Data →
--

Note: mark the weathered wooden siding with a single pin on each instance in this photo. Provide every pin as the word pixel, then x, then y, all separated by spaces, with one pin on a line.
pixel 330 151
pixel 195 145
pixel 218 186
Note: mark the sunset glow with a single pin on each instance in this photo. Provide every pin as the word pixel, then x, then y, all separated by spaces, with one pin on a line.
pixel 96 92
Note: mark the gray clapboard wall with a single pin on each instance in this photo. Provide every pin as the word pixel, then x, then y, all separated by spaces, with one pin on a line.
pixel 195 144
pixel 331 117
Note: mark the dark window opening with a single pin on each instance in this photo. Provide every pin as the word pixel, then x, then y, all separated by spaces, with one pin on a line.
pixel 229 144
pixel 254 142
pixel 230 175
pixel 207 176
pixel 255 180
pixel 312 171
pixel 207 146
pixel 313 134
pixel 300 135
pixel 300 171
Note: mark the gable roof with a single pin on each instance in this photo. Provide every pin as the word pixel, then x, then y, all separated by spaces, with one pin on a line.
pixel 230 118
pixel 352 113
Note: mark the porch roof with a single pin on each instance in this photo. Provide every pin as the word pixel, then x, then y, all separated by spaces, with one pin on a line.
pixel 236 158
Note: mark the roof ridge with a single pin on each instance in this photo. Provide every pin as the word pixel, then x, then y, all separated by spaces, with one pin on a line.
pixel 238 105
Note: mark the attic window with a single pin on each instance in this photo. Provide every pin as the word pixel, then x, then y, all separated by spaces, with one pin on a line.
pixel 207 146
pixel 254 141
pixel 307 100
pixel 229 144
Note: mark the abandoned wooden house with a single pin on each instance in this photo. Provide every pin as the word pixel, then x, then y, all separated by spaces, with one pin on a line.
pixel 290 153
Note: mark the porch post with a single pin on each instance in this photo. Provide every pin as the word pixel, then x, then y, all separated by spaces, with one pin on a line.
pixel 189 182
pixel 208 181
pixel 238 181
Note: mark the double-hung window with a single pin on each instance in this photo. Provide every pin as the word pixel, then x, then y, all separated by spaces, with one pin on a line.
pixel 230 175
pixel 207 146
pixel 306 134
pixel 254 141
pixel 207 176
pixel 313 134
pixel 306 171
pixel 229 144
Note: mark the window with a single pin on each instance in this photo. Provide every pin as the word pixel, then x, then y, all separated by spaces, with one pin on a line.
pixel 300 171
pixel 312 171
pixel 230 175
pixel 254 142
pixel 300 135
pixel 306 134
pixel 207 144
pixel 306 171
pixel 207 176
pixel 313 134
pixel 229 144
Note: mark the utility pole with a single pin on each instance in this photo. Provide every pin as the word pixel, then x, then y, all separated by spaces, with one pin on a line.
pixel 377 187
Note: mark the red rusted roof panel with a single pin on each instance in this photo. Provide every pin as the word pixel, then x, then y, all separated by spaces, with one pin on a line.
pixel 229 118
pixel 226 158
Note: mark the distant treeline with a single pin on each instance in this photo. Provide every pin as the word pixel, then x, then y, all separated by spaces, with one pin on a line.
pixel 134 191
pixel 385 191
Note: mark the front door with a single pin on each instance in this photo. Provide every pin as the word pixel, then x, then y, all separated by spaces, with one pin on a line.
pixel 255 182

--

Stated goal →
Can you put every line of the listing above into a numbered list, leaving out any blank lines?

Reply →
1. Note: mark the weathered wooden siding with a single pin on each instance in this photo. Provide every pin as the word pixel, then x, then y, all separated by spaces, with one pin on a line.
2. pixel 330 151
3. pixel 195 145
4. pixel 218 186
5. Note: mark the sunset glow with a single pin on each instance in this photo. Provide every pin as the word pixel, then x, then y, all separated by spaces, with one pin on a line.
6. pixel 96 92
7. Note: mark the gray clapboard wall with a single pin on each instance in this photo. Provide every pin as the word pixel, then x, then y, all separated by spaces, with one pin on a line.
8. pixel 195 144
9. pixel 331 117
10. Note: mark the dark window opening with a single pin on each instance in this photo. Provide every pin as the word pixel, then x, then y, all separated by spaces, with one pin on a line.
11. pixel 229 144
12. pixel 254 142
13. pixel 230 175
14. pixel 207 176
15. pixel 255 180
16. pixel 312 171
17. pixel 207 146
18. pixel 313 134
19. pixel 300 135
20. pixel 300 171
21. Note: mark the gable roof with a single pin on each instance in this photo. Provide every pin as the word pixel, then x, then y, all separated by spaces, with one pin on a line.
22. pixel 230 118
23. pixel 352 113
24. Note: mark the porch roof with a single pin on each instance in this photo. Provide every pin as the word pixel, then x, then y, all separated by spaces, with one pin on a line.
25. pixel 236 158
26. Note: mark the roof ridge with a single pin on each instance in this photo. Provide every pin as the word pixel, then x, then y, all separated by spaces, with one pin on a line.
27. pixel 238 105
28. Note: mark the attic window with a single pin on each instance in this photo. Provide every pin as the word pixel, then x, then y, all separated by spaces, with one pin on a line.
29. pixel 207 146
30. pixel 254 141
31. pixel 307 100
32. pixel 229 144
33. Note: mark the abandoned wooden house with a single pin on each instance in this photo. Provide every pin as the word pixel, then x, then y, all separated by spaces, with one pin on a line.
34. pixel 290 153
35. Note: mark the porch post with a single pin on each instance in this photo. Provide every pin as the word pixel, then x, then y, all separated by spaces, with one pin on a line.
36. pixel 189 182
37. pixel 208 181
38. pixel 238 181
39. Note: mark the double-hung window with a single pin on each instance in this photo. Provide every pin as the word pixel, then x, then y, all separated by spaces, with one pin on a line.
40. pixel 230 175
41. pixel 207 146
42. pixel 306 134
43. pixel 254 141
44. pixel 207 176
45. pixel 313 134
46. pixel 306 171
47. pixel 229 144
48. Note: mark the window with a single pin on each instance in this photo. Provide every pin as the word pixel, then x, then y, all separated by spaces, with one pin on a line.
49. pixel 300 171
50. pixel 312 171
51. pixel 230 175
52. pixel 254 142
53. pixel 300 135
54. pixel 306 134
55. pixel 207 144
56. pixel 306 171
57. pixel 207 176
58. pixel 313 134
59. pixel 229 144
60. Note: mark the utility pole with a single pin on each instance in this photo. Provide every pin as the word pixel, then x, then y, all separated by spaces, with one pin on a line.
61. pixel 377 187
62. Note: mark the red rusted roof panel with a single pin on each instance in this photo. Provide every pin as the word pixel, then x, then y, all separated by spaces, with one pin on a line.
63. pixel 229 118
64. pixel 226 158
65. Note: mark the distant treeline with a single pin on each instance in this photo. Provide every pin as the word pixel, then x, then y, all separated by spaces, with one pin on a line.
66. pixel 134 191
67. pixel 385 191
68. Note: mark the front door with a single pin on each instance in this photo. Provide every pin as the word pixel, then x, then y, all separated by spaces, with one pin on a line.
69. pixel 255 182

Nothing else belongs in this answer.